> **Required work**:
[a] Decide whether each statement below agrees with the peace-process excerpt: (i) the neighbor asks the man what he is looking for; (ii) the man says he lost his keys under the streetlight; (iii) the pictured scene restages a 1993 handshake between Yasser Arafat and Yitzhak Rabin. For each, answer yes or no and quote the deciding words.
[b] Repeat the peace-process excerpt word for word from "Ali Abunimah, The" to "Yitzhak Rabin. (MaanImages)".
[c] Pick up the peace-process excerpt after its last sentence and write what comes next.

> **Excerpt to read**:
Ali Abunimah, The Electronic Intifada, 24 September 2009

US President Barack Obama, Israeli Prime Minister Benjamin Netanyahu and Fatah leader Mahmoud Abbas in a kitschy reprise of the famous 1993 White House lawn handshake between Yasser Arafat and Yitzhak Rabin. (MaanImages)

There is the old joke about a man who is endlessly searching on the ground beneath a street light. Finally, a neighbor who has been watching him asks the man what he is looking for. The man replies that he lost his keys. The neighbor asks him if he lost them under the streetlight. “No,” the man replies, pointing into the darkness, “I lost them over there, but I am looking over here because here there is light!”

The intense focus on the “peace process” is a similarly futile search. Just because politicians and the media shine a constant light on it, does not mean that is where the answers are to be found.

> **Entries supplied**:
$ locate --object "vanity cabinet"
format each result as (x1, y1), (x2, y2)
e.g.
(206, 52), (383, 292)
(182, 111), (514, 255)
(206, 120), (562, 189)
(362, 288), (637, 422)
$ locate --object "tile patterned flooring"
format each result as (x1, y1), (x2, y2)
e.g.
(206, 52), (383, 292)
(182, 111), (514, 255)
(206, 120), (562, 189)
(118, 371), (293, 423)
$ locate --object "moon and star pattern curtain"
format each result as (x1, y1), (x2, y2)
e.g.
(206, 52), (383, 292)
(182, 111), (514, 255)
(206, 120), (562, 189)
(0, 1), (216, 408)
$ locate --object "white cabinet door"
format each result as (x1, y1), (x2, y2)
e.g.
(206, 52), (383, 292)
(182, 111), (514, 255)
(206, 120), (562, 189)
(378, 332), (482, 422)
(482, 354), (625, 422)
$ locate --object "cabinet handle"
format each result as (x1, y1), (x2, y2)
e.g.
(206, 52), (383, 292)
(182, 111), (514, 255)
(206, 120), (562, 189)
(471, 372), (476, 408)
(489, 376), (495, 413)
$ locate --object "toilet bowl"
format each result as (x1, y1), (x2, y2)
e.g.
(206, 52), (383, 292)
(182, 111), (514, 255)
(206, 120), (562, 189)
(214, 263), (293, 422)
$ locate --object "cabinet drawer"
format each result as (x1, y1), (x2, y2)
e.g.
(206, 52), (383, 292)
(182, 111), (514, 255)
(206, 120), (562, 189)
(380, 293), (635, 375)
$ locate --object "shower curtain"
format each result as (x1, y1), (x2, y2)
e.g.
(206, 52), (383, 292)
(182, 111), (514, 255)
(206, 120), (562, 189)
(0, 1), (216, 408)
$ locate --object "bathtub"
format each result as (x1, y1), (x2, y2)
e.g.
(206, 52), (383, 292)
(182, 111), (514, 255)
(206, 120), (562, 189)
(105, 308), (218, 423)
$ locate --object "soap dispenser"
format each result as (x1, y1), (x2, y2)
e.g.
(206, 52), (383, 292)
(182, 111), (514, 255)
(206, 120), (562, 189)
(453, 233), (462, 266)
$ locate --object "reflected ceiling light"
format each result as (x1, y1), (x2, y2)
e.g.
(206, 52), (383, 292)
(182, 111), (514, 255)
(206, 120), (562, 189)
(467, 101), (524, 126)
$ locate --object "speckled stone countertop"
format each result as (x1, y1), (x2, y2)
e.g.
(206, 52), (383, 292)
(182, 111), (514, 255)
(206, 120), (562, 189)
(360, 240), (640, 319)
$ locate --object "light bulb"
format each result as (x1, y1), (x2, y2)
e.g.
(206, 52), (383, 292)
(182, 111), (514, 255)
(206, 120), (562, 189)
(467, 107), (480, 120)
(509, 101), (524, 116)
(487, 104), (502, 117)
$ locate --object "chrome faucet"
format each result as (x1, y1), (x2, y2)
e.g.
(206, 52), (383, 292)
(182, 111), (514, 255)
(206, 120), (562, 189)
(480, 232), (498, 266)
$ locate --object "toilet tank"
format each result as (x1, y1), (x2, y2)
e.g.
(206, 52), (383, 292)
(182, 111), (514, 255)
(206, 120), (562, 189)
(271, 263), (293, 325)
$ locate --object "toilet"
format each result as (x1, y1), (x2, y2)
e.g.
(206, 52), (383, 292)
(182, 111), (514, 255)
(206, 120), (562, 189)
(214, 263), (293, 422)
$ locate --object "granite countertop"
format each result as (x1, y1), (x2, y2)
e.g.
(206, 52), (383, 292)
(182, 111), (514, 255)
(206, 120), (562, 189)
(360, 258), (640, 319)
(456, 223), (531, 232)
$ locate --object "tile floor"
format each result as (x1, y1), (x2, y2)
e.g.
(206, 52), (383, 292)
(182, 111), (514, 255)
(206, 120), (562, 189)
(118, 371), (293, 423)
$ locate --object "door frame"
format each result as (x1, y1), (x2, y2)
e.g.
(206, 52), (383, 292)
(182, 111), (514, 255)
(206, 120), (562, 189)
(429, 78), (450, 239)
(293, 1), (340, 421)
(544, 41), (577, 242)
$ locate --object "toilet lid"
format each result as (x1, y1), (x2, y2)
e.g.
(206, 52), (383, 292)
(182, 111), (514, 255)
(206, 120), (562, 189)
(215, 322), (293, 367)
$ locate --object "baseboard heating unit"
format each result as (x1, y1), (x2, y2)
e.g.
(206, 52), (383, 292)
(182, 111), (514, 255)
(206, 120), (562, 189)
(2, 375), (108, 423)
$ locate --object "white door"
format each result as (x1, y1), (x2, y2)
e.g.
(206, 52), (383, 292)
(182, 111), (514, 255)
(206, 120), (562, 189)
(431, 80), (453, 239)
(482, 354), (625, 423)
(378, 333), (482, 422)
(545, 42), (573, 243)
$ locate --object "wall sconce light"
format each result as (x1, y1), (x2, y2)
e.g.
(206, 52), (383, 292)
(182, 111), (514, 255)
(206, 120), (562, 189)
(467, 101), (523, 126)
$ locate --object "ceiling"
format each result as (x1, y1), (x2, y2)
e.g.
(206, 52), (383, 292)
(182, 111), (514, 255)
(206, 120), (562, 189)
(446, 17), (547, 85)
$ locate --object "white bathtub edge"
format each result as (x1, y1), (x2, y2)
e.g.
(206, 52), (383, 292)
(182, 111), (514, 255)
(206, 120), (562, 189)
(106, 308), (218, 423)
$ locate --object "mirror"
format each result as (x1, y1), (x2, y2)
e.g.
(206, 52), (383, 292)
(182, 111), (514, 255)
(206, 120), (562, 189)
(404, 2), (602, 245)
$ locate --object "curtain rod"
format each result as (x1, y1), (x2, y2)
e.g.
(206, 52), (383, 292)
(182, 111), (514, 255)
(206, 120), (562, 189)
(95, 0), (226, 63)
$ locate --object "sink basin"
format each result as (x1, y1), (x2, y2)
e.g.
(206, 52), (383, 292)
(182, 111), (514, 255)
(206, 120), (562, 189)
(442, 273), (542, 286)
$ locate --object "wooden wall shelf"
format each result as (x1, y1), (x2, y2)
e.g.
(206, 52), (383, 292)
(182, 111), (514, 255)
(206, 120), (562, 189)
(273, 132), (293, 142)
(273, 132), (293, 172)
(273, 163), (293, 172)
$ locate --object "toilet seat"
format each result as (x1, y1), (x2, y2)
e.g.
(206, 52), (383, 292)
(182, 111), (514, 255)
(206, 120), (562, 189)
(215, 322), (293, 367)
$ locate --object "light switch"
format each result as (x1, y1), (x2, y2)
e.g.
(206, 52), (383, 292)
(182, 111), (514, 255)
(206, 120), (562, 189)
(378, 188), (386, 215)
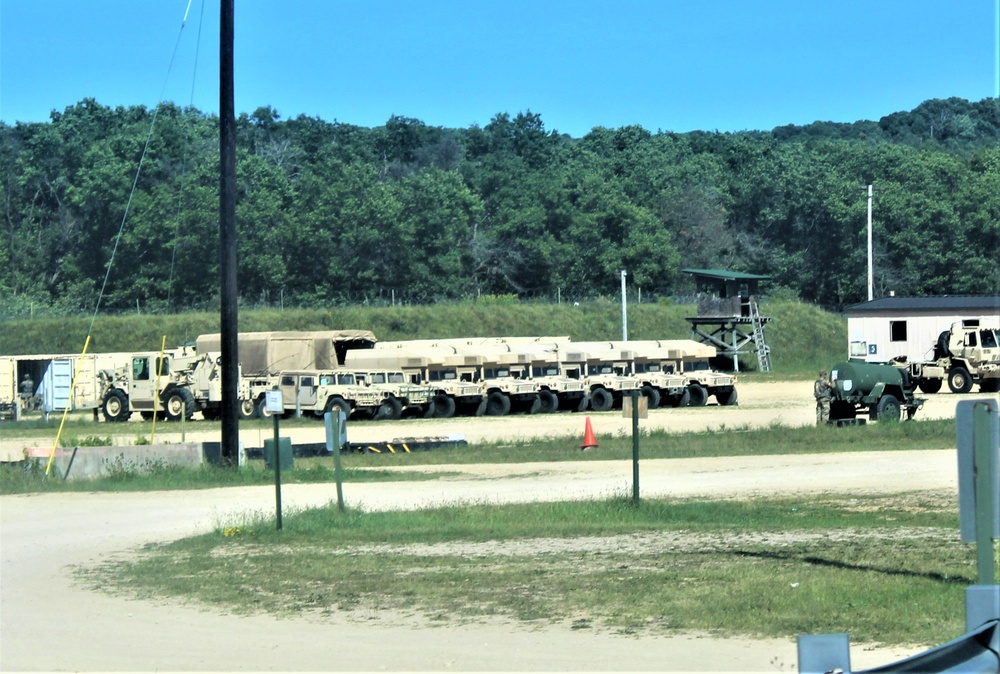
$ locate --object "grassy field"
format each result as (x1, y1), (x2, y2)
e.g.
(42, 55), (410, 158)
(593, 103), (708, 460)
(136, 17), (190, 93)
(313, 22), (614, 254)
(0, 419), (955, 494)
(79, 494), (975, 645)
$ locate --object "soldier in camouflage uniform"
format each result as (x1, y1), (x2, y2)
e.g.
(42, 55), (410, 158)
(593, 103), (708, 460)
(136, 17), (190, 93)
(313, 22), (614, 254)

> **In response**:
[a]
(i) Yes: "a neighbor who has been watching him asks the man what he is looking for"
(ii) No: "“No,” the man replies, pointing into the darkness, “I lost them over there, but I am looking over here because here there is light!”"
(iii) Yes: "a kitschy reprise of the famous 1993 White House lawn handshake between Yasser Arafat and Yitzhak Rabin"

[b]
Ali Abunimah, The Electronic Intifada, 24 September 2009

US President Barack Obama, Israeli Prime Minister Benjamin Netanyahu and Fatah leader Mahmoud Abbas in a kitschy reprise of the famous 1993 White House lawn handshake between Yasser Arafat and Yitzhak Rabin. (MaanImages)

[c]
The meeting hosted by US President Barack Obama with Israeli Prime Minister Benjamin Netanyahu and Fatah leader Mahmoud Abbas at New York’s Waldorf Astoria hotel on 22 September signaled the complete and terminal failure of Obama’s much vaunted push to bring about a two-state solution to the Palestine/Israel conflict.

To be sure, all the traditional activities associated with the “peace process” — shuttle diplomacy, meetings, ritual invocations of “two states living side by side,” and even “negotiations” — will continue, perhaps for the rest of Obama’s time in office. But this sterile charade will not determine the future of Palestine/Israel. That is already being decided by other means.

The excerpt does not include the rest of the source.